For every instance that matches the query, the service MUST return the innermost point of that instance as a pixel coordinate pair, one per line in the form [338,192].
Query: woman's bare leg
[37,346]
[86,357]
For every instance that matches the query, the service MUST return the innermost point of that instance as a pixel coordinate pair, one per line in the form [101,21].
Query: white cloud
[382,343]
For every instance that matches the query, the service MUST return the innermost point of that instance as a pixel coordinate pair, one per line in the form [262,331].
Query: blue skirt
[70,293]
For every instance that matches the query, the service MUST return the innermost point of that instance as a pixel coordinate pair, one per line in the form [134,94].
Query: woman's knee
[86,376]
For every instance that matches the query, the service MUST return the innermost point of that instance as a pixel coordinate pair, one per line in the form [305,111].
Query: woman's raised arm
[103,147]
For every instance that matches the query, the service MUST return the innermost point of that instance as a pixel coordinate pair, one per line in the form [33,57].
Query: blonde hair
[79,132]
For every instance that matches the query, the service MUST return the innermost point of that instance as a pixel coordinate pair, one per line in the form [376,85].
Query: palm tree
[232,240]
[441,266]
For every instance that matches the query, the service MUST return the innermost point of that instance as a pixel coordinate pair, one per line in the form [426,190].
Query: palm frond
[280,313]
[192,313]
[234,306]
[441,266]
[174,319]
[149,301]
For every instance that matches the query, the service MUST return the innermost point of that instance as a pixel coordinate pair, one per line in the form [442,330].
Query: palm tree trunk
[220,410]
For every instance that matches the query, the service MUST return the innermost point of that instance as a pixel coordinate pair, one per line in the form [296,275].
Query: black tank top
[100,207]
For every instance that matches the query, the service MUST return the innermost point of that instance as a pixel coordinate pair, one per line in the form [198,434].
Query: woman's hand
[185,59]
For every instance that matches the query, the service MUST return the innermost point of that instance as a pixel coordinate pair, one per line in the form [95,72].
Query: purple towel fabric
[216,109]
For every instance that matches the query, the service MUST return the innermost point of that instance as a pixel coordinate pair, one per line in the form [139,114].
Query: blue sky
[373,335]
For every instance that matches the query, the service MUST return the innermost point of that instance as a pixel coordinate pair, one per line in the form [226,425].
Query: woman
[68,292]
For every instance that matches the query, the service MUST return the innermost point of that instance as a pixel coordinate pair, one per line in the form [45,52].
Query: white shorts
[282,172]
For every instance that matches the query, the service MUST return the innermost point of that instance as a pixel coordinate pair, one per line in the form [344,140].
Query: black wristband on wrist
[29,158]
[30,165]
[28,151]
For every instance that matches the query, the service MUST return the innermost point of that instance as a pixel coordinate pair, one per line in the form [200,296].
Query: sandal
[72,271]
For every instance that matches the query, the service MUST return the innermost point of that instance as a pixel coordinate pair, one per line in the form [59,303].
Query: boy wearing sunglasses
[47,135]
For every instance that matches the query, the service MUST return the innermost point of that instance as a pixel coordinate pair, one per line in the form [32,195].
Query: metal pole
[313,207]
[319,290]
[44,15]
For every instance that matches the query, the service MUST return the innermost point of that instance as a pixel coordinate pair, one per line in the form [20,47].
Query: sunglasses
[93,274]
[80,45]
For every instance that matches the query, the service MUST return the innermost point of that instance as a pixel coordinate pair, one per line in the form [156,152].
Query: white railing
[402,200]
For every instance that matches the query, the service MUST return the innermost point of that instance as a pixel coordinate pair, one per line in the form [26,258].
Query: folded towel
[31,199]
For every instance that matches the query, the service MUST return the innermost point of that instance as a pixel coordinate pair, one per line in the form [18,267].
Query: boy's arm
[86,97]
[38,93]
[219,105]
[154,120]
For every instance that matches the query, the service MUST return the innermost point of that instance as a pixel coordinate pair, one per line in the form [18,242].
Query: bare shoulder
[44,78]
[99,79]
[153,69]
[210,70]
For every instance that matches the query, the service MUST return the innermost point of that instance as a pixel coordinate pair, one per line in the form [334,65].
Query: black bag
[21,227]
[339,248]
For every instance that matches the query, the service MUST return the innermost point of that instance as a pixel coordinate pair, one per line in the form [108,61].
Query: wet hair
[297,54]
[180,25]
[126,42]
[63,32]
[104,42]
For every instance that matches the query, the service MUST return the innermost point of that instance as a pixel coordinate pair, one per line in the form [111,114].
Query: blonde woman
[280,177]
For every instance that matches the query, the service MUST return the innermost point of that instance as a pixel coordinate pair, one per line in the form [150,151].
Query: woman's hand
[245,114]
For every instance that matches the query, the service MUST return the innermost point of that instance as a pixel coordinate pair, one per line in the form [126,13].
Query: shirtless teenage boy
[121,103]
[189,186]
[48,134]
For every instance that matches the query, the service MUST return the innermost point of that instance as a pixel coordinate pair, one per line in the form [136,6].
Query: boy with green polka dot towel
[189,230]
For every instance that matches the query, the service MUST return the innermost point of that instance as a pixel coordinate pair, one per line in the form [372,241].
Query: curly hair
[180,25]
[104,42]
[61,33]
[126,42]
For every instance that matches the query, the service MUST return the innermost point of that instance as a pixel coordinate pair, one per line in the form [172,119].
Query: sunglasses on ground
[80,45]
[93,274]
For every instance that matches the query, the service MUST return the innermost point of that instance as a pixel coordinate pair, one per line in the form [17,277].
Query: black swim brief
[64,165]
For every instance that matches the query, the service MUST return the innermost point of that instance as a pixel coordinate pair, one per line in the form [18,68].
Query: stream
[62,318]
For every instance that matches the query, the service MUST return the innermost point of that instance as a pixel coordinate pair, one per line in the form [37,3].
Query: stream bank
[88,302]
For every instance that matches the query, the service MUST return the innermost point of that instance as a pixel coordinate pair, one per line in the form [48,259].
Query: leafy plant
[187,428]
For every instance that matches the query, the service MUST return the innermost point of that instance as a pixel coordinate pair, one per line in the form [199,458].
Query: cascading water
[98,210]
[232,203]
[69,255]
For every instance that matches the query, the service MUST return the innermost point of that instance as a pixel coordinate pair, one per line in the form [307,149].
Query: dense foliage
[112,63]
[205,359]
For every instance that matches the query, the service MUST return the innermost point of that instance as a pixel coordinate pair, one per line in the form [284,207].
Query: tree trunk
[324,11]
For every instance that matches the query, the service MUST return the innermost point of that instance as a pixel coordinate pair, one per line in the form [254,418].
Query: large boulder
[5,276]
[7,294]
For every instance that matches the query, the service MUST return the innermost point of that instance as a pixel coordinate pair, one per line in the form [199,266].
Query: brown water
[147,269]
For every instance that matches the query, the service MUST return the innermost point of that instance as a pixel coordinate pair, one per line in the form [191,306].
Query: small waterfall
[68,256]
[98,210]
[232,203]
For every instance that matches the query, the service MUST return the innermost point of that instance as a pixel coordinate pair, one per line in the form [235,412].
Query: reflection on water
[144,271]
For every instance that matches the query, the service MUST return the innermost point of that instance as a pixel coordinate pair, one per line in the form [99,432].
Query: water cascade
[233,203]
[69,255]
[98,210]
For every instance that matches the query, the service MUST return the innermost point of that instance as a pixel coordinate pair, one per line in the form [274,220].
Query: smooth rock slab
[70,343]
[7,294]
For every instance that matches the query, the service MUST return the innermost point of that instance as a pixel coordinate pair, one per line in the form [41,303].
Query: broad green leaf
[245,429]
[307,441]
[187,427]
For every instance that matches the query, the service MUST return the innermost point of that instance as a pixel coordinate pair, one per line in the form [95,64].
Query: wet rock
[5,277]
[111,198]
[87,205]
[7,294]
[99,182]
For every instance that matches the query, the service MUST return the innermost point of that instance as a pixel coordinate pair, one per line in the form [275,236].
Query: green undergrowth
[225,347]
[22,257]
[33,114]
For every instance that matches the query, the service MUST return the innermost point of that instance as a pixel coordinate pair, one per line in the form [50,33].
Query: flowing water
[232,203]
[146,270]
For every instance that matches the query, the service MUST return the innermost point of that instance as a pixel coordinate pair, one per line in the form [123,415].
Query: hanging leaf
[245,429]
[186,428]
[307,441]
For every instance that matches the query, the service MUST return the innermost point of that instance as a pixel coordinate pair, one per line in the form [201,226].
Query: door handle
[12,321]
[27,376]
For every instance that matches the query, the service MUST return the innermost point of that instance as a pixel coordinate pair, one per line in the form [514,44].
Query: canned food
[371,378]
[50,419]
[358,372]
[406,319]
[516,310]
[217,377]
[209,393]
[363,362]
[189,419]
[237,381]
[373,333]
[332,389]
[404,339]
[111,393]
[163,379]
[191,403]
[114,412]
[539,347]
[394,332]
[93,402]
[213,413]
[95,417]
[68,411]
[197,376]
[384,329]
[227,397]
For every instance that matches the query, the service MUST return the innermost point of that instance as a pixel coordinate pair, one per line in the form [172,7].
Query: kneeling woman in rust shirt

※

* [The request]: Print exactly the lines from the one with "the form [123,415]." through the end of the data, inclusive.

* [Right answer]:
For every instance that matches the query, the service MUST return the innermost point of that instance as a pixel coordinate pair, one per line in the form [123,415].
Query: hanging leaf
[245,429]
[186,428]
[307,441]
For every instance that matches the query, the service MUST return the innermost point of that instance as a pixel coordinate pair, one per line in the form [201,226].
Query: door handle
[12,321]
[27,376]
For every instance that matches the query, the service MUST return the innermost point of that instance as a pixel coordinate pair, one per line in the form [514,44].
Query: canned food
[371,378]
[50,419]
[358,372]
[406,319]
[516,310]
[217,377]
[209,393]
[363,362]
[189,419]
[237,381]
[373,333]
[332,389]
[404,339]
[111,393]
[163,379]
[191,403]
[114,412]
[539,347]
[394,332]
[93,402]
[213,413]
[95,417]
[68,411]
[197,376]
[384,329]
[227,397]
For every instance that matches the query, the service MUST return the innermost point of that instance as a pixel coordinate pair, one per line in the form [172,7].
Query: kneeling woman in rust shirt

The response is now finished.